Copy out every line below that contains the string "dark", and count a match only when its case is the same.

|---|

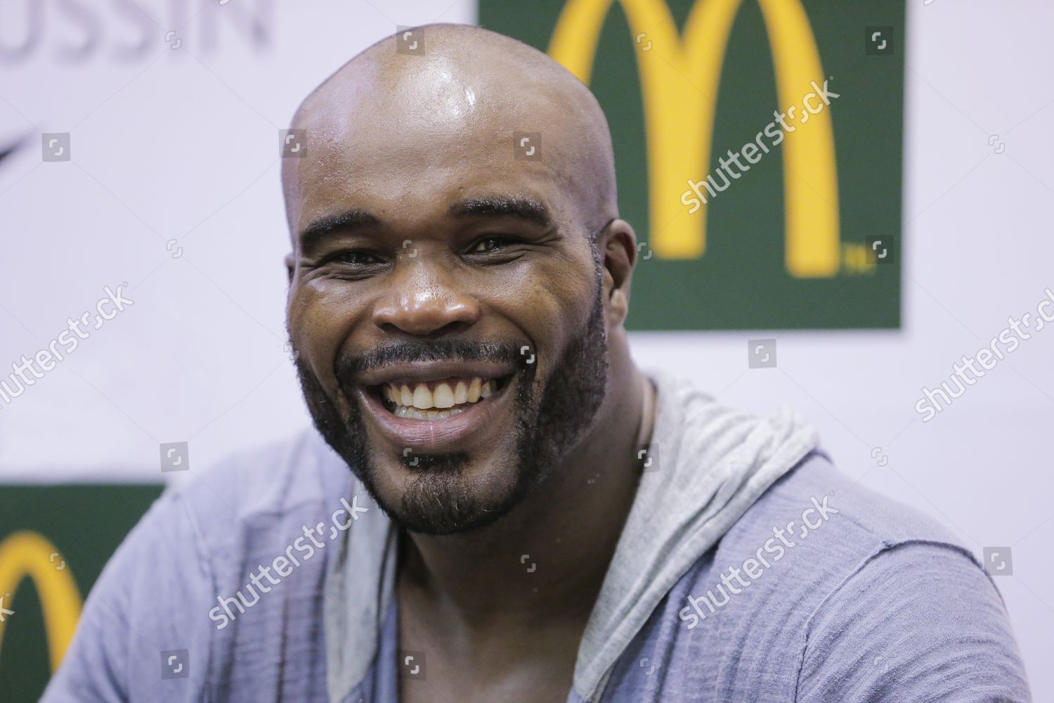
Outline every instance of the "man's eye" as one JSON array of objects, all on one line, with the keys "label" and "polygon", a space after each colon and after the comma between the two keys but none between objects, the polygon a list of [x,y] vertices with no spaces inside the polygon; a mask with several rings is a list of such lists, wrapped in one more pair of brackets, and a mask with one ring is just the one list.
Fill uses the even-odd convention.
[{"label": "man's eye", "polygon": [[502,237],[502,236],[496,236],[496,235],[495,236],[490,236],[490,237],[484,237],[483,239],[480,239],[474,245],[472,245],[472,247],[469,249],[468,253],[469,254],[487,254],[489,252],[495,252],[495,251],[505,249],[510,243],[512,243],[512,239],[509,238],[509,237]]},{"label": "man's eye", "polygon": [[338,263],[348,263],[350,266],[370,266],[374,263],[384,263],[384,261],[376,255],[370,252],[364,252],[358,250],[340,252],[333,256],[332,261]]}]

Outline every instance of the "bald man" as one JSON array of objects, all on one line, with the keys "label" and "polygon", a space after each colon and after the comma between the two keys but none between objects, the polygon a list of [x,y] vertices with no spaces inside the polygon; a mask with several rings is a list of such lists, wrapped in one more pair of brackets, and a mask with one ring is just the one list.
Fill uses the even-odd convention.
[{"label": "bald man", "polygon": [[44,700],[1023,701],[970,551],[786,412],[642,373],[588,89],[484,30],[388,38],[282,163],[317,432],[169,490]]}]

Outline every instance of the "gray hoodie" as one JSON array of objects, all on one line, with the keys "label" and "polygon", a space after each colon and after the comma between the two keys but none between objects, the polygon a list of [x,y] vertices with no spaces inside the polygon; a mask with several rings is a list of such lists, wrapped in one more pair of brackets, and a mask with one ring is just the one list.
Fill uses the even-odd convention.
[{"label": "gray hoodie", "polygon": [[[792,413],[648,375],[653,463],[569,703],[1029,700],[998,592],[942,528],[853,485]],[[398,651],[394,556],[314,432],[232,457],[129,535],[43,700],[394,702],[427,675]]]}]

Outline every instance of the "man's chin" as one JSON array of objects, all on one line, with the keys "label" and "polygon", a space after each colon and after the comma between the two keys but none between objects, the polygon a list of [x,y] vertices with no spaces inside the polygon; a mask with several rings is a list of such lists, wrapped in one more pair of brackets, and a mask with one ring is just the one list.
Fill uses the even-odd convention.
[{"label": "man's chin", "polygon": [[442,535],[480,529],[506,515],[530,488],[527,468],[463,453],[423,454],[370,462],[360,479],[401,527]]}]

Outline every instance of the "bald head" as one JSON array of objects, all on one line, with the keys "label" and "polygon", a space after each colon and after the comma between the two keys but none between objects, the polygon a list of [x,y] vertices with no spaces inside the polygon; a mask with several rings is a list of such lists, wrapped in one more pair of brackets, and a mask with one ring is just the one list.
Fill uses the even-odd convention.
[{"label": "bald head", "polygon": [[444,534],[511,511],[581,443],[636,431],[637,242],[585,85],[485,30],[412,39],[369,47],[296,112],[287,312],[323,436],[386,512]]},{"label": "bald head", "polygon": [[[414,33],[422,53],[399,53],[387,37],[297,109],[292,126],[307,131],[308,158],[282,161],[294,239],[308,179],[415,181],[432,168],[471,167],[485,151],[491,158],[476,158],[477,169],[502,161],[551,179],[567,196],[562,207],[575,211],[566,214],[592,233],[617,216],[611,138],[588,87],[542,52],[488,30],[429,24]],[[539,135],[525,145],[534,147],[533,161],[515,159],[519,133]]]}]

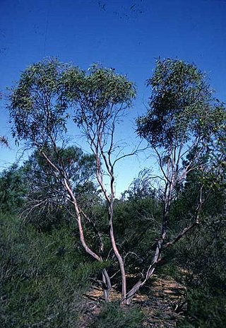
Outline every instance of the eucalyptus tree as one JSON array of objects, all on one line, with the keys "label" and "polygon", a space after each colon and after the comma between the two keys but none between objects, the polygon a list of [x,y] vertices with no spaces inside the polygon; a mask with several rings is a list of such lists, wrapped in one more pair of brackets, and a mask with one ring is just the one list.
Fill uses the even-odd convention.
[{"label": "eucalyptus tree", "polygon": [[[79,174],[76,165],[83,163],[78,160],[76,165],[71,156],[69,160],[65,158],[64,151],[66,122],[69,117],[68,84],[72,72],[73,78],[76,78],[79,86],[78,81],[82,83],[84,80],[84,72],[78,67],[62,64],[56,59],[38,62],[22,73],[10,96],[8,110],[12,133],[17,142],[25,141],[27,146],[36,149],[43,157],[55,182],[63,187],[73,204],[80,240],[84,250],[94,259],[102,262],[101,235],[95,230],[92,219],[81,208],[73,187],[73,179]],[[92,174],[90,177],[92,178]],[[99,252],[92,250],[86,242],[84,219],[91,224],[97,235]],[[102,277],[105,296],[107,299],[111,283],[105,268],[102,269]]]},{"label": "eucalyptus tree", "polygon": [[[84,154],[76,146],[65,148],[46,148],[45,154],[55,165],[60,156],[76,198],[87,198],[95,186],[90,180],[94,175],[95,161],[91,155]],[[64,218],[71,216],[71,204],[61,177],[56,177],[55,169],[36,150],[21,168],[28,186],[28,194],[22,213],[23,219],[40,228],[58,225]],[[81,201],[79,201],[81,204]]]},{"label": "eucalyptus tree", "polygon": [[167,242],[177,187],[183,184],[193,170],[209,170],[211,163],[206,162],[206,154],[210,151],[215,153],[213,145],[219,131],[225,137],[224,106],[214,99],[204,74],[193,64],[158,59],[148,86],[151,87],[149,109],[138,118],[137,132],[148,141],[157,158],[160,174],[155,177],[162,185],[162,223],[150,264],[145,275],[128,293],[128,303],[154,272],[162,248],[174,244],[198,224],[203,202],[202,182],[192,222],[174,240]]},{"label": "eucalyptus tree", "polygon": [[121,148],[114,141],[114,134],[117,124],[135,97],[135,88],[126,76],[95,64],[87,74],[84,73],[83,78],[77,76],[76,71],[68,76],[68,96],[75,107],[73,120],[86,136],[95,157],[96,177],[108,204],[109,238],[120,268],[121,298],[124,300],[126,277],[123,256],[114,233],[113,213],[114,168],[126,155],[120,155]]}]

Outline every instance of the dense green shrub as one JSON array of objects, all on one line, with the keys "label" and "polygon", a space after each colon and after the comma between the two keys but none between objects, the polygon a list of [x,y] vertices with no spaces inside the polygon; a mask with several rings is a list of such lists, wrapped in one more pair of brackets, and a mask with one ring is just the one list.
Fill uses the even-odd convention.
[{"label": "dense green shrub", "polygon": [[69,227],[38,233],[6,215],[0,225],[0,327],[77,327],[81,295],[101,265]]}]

|---|

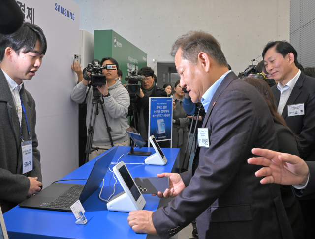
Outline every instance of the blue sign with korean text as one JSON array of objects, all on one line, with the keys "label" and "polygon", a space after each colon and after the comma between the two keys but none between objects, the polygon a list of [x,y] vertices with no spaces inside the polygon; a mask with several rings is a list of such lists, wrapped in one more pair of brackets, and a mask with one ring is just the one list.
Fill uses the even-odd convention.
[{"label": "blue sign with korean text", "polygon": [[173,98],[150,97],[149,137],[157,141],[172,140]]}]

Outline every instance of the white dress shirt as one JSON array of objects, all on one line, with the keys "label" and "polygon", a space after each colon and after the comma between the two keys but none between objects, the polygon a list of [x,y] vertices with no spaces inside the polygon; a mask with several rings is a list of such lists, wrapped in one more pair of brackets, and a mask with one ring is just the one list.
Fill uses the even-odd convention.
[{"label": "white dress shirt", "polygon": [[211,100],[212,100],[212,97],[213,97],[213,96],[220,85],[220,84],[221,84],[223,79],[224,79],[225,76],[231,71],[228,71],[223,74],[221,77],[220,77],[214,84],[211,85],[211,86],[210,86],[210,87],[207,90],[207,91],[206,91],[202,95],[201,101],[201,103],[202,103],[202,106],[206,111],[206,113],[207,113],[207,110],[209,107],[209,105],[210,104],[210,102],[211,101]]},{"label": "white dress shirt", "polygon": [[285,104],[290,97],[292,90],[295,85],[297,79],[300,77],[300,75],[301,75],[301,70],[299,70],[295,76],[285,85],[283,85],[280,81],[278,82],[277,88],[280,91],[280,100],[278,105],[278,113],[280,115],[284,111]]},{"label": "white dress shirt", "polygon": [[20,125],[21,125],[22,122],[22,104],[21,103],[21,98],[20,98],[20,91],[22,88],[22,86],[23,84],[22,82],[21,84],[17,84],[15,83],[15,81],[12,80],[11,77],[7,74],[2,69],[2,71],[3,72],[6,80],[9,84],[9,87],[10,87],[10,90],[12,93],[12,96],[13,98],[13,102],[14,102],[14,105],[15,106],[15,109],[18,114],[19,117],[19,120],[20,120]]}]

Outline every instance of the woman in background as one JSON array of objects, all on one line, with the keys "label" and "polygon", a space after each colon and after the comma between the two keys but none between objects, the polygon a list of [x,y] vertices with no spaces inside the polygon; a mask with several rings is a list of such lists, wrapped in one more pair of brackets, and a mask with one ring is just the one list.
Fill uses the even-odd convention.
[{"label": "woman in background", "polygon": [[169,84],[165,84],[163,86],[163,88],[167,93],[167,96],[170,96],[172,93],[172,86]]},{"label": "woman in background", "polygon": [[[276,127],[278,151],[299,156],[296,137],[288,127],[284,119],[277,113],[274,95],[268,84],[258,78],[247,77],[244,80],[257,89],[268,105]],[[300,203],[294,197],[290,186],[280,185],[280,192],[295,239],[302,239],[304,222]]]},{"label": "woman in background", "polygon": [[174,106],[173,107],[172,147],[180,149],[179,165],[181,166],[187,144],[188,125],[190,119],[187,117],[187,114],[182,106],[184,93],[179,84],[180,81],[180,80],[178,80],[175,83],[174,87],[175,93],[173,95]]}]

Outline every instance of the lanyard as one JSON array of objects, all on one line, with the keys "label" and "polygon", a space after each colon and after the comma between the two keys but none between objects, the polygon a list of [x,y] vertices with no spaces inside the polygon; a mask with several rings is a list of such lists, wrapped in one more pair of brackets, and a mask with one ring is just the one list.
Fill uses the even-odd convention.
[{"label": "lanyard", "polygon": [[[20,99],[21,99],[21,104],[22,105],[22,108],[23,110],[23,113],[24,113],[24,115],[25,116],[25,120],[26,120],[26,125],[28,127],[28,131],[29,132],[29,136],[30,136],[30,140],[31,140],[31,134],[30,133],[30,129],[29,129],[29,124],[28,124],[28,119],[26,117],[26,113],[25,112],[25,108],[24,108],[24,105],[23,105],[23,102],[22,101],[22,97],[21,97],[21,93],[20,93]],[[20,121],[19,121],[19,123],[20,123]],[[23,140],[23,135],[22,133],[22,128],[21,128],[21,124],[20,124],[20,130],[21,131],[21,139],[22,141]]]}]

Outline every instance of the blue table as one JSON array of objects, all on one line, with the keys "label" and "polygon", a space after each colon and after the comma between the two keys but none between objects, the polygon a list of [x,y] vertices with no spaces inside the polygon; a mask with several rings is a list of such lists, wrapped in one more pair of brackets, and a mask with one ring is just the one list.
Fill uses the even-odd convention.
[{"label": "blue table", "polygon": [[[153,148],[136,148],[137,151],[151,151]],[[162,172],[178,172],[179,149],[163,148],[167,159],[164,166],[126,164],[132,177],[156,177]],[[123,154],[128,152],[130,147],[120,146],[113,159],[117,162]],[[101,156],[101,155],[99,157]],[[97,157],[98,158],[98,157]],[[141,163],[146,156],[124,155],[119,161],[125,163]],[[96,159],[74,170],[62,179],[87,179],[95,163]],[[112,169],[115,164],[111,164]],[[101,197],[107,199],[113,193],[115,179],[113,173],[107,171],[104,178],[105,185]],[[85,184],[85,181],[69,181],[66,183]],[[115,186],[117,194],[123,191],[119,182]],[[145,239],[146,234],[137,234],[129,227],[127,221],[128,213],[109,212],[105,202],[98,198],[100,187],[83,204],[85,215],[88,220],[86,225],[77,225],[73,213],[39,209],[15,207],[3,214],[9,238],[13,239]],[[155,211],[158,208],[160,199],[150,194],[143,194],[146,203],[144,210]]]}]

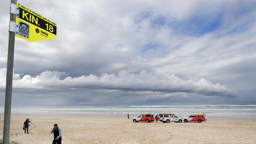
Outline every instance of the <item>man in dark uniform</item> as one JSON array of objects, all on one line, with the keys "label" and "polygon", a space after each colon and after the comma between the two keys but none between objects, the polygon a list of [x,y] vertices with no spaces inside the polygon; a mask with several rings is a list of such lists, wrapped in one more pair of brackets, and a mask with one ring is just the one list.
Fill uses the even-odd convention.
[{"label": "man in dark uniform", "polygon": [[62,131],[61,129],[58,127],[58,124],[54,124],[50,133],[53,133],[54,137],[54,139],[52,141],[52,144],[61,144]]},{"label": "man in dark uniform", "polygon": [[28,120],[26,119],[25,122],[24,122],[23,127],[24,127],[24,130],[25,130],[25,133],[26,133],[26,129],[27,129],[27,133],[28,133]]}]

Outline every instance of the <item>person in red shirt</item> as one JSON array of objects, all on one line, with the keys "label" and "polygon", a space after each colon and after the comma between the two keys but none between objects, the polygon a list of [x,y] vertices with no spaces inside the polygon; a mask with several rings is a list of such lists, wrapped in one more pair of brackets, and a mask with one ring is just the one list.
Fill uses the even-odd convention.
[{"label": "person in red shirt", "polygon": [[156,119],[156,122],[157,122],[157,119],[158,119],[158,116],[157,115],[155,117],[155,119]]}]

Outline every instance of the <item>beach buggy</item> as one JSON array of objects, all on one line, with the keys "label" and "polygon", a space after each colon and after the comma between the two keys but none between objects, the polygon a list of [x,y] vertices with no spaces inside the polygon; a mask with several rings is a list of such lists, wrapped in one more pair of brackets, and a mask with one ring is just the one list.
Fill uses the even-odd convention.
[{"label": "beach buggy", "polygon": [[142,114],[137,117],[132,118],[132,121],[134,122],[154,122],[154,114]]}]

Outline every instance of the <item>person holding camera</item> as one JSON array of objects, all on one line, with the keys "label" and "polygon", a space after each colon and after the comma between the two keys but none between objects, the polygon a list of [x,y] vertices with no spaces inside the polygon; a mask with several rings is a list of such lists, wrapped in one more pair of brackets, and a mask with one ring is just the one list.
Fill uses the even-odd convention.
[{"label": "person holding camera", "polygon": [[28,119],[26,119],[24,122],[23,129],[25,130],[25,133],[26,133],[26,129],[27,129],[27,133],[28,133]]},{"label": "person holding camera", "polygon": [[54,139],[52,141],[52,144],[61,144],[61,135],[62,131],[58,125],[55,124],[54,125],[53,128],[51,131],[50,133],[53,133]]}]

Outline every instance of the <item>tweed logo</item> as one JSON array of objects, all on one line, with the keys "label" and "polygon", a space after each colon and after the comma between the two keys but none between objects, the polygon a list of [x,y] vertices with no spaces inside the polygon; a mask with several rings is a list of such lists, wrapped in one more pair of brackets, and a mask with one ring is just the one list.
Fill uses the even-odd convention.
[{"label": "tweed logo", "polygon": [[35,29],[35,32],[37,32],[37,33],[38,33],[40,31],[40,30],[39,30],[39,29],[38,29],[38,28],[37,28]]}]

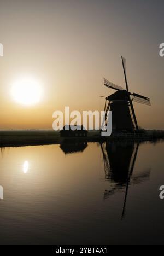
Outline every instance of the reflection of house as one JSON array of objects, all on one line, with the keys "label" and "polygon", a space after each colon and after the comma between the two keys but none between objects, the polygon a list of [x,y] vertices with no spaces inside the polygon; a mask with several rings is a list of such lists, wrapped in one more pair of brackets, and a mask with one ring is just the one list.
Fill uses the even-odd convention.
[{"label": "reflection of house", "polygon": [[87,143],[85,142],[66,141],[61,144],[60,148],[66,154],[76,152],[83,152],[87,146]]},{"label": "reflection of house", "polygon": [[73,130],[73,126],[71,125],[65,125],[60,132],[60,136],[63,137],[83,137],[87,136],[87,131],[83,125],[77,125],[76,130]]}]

|---|

◆ **Exercise solution**
Outline every instance of the <item>man in dark uniform</item> as one JSON array of objects, all on one line, with the keys "label" and "polygon", a space after each colon and after the comma between the two keys but none between objects, the polygon a list of [x,y] vertices with no spaces inside the polygon; a mask with several rings is a list of such lists, wrapped in one more pair of brackets, and a mask with one ring is just the one list.
[{"label": "man in dark uniform", "polygon": [[62,131],[61,129],[58,127],[58,124],[54,124],[50,133],[53,133],[54,137],[54,139],[52,141],[52,144],[61,144]]},{"label": "man in dark uniform", "polygon": [[28,120],[26,119],[25,122],[24,122],[23,127],[24,127],[24,130],[25,130],[25,133],[26,133],[26,129],[27,129],[27,133],[28,133]]}]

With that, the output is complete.